▶ [Source excerpt]
<<<<

Skip to main content
Pure1 Support Portal

Messages Tab

The Messages tab displays and manages Purity alerts, audit records, and user session logs.

Figure 84. Messages Tab

Messages Tab

The alert, audit record, and user session messages that appear in the Messages tab are retrieved from a list of log entries that are stored on the FlashArray. To conserve space, Purity stores a reasonable number of log entries on the array. Older entries are deleted from the log as new entries are added. To access the complete list of messages, configure the Syslog Server feature to forward all messages to your remote server. Refer to System Tab for more information about the Syslog Server feature.

Purity assigns a unique numeric ID to each alert, audit trail, and user session event as it is created.

All messages are sorted in chronological descending order in their respective sub-views. Click any of the column headings, including the flagged and severity icon columns for alerts, to change the sort order. Click the link in any of the date/time columns to display the message details, including the message ID number.

In the navigation pane, the categories within the Alerts, Audit Trail, and User Session Logs sections allow you to filter the results that appear in the details pane. Click a category name to display only the results that belong to that category.

Alerts

Purity generates an alert when there is a change to the array or to one of the Purity hardware or software components.

The Alerts sub-view displays a list of all alerts generated by Purity.

Figure 85. Alerts Sub-View

Alerts Sub-View

In the Alerts section of the navigation pane, select Open to display open alerts, or select Flagged to display flagged alerts.

By default, Purity displays all alerts triggered within the last 24 hours. Click the Time drop-down to expand the range of time to view up to 1 years’ worth of alert messages.

>>>>

▶ [Request] According to the Messages tab page above, which alerts does Purity display by default?

▶ [Information supplied]
<<<<

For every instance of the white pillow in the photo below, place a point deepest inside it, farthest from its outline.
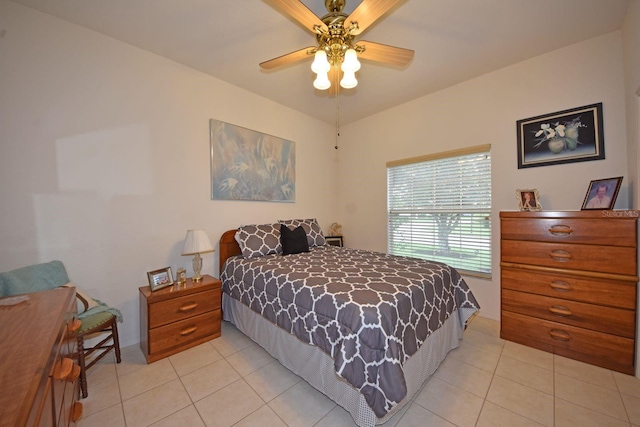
(90, 301)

>>>>

▶ [Exercise answer] All alerts triggered within the last 24 hours.